Data excerpts:
=-=-=

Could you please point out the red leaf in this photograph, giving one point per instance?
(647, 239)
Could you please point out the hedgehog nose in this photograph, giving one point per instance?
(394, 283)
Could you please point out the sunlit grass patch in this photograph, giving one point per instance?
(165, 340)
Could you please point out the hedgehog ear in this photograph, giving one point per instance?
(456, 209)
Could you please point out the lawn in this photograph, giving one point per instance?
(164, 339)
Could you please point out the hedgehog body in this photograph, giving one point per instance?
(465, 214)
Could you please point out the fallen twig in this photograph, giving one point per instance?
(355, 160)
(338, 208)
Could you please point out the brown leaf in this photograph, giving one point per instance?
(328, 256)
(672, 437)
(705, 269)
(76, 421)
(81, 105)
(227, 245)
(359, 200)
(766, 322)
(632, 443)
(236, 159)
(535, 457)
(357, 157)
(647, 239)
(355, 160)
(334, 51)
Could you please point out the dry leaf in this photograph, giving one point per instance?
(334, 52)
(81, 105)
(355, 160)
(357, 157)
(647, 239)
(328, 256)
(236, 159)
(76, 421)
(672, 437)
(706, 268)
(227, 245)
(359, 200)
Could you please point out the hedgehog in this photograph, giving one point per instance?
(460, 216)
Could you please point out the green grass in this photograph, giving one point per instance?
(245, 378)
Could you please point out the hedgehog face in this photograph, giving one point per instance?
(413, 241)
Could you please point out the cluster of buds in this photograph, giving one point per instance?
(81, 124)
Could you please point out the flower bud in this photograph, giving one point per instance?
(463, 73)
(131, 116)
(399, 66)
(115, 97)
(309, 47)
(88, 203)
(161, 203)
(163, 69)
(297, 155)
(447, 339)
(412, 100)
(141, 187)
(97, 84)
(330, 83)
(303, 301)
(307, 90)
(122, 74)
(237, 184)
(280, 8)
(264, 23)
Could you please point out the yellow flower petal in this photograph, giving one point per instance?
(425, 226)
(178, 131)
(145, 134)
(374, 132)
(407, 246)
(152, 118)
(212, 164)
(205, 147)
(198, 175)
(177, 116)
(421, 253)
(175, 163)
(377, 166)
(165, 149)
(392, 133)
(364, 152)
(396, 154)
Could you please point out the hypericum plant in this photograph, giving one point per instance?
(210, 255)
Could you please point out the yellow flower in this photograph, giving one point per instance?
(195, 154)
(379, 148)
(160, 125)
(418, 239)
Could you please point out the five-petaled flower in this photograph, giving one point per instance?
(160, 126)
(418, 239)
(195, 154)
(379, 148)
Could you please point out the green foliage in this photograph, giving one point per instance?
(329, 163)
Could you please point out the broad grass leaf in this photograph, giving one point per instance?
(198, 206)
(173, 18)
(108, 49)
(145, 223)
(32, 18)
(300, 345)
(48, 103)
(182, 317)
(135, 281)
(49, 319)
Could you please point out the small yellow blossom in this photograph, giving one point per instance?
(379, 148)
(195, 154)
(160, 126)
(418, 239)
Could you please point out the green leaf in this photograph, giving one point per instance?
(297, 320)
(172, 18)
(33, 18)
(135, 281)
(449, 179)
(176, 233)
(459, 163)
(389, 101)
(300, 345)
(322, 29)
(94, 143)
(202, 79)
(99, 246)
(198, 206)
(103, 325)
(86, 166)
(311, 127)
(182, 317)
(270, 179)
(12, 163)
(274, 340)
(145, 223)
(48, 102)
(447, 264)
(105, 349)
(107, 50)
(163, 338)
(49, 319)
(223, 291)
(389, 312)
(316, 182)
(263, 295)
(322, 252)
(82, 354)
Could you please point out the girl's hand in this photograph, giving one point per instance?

=-=-=

Exercise requirements —
Transcribe the data above in full, exactly as it appears.

Solution for this task —
Could you please point out the red leaf in this photograph, giving one point per instance?
(647, 239)
Could you please point out the hedgehog nose in this photograph, giving one point per instance?
(394, 283)
Could you please point out the sunlit grass patch in this photograph, giving one point per instance?
(165, 340)
Could you please point out the hedgehog ear in this photograph, giving one point per instance?
(456, 209)
Could you please point out the lawn in this photograph, giving one point per instance?
(164, 339)
Could you please point out the hedgehog body in this photograph, giving one point per instance?
(465, 214)
Could you please point out the fallen twig in this photograph, giving one point per instance?
(355, 160)
(338, 208)
Could you please point out the brown leaf in this photograph, giving one point per instance?
(328, 256)
(672, 437)
(705, 269)
(76, 421)
(81, 105)
(227, 245)
(359, 200)
(766, 322)
(632, 443)
(236, 159)
(535, 457)
(357, 157)
(647, 239)
(355, 160)
(334, 51)
Could you please point out the dry leaf in this photograph, giving one point per instance?
(334, 52)
(81, 105)
(355, 160)
(357, 157)
(647, 239)
(328, 256)
(236, 159)
(76, 421)
(672, 437)
(706, 268)
(227, 245)
(359, 200)
Could you please point out the hedgehog in this photograph, giving one point per instance?
(460, 216)
Could you please point out the green grass in this photograph, giving one point per instance?
(245, 378)
Could you please point out the hedgehog face in this photograph, giving one point per instance?
(413, 241)
Could you please point out the cluster of buds in this photograph, giving one point per instance?
(81, 124)
Could you please point out the flower bud in this photograph, giving one point per instance?
(463, 73)
(131, 116)
(399, 66)
(115, 97)
(309, 47)
(88, 203)
(161, 203)
(163, 69)
(297, 155)
(447, 339)
(412, 100)
(141, 187)
(97, 84)
(330, 83)
(303, 301)
(307, 90)
(122, 74)
(237, 184)
(280, 8)
(264, 23)
Could you please point out the yellow flower petal in this photograph, giving one point per instance?
(425, 226)
(178, 131)
(145, 134)
(374, 132)
(407, 246)
(152, 118)
(212, 164)
(205, 147)
(198, 175)
(177, 116)
(421, 253)
(175, 163)
(377, 166)
(165, 149)
(392, 133)
(364, 152)
(396, 154)
Could you please point out the hypericum plant in this photograph, giving one point per instance?
(210, 255)
Could you please point out the yellow flower in this photograph, giving one point per instance?
(195, 154)
(379, 148)
(160, 125)
(418, 239)
Could you please point out the five-petaled flower in this photograph, giving one point per instance?
(160, 126)
(418, 239)
(195, 154)
(379, 148)
Could you please point out the green foliage in this photograph, giving one point per instance?
(329, 163)
Could you please point out the broad grass leaf in this photograph, giving one point per instance?
(198, 206)
(173, 18)
(108, 49)
(145, 223)
(32, 18)
(300, 345)
(48, 103)
(182, 317)
(135, 281)
(49, 319)
Could you please point out the small yellow blossom in this photograph, giving one point per instance?
(379, 148)
(195, 154)
(160, 126)
(418, 239)
Could you please point out the green leaf in this photograph, giving one point per instance?
(297, 320)
(172, 18)
(33, 18)
(135, 281)
(449, 179)
(176, 233)
(459, 163)
(389, 101)
(300, 345)
(322, 29)
(94, 143)
(202, 79)
(99, 246)
(198, 206)
(103, 325)
(86, 166)
(311, 127)
(182, 317)
(270, 179)
(12, 163)
(274, 340)
(145, 223)
(48, 102)
(447, 264)
(105, 349)
(107, 50)
(163, 338)
(49, 319)
(223, 291)
(389, 312)
(316, 182)
(263, 295)
(322, 252)
(82, 354)
Could you please point out the girl's hand in this photograph, giving one point per instance?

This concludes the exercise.